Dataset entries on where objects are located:
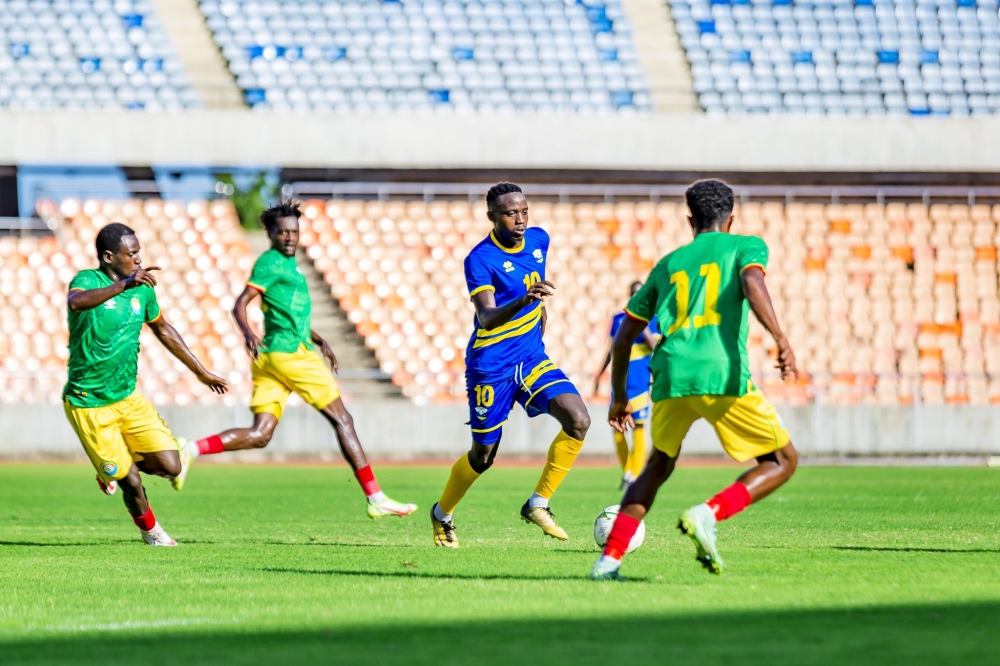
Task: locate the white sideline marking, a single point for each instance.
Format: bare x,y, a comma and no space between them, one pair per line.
137,624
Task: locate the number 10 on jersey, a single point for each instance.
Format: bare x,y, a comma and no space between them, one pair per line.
710,317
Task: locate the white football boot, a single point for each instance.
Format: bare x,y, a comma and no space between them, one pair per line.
157,536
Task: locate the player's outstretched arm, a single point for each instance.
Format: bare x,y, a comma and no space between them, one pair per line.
619,415
86,299
171,339
250,339
490,316
752,281
326,350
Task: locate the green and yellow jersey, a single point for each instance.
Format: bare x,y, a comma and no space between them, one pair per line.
285,302
104,342
696,295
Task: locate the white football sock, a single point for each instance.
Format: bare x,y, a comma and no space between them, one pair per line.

:: What you need to do ::
Update all the entries by changing every "football" to "soccer" and keeping everything else the same. Leave the pictures out of your answer.

:: Solution to the problem ::
Task: locate the white sideline marking, a single point for each instance.
Format: bare x,y, a comma and no space between them, one pair per line.
137,624
Task: locate the number 10 on jersey, a single point for each instance.
Format: bare x,y, a comma and no space between them, one pair per line.
710,317
Task: locate the white soccer boot, a single point for each instance.
Format: bare x,y, a comma and no space between them, one pair per line.
157,536
Task: locate the player's outstretched arm, a single point for each instance.
Format: bare x,y, a comma and no space between them, one pair per line.
619,415
86,299
171,339
250,339
490,316
752,281
326,350
Task: locate the green and yellow jersey, a single point for each instance.
Format: bare x,y, a comma and no space between them, one pair per line.
285,302
104,342
696,295
Task: locate the white soccer sock, a single point for each instance.
Format: bare x,y, a comma and no space between them, one pair per line.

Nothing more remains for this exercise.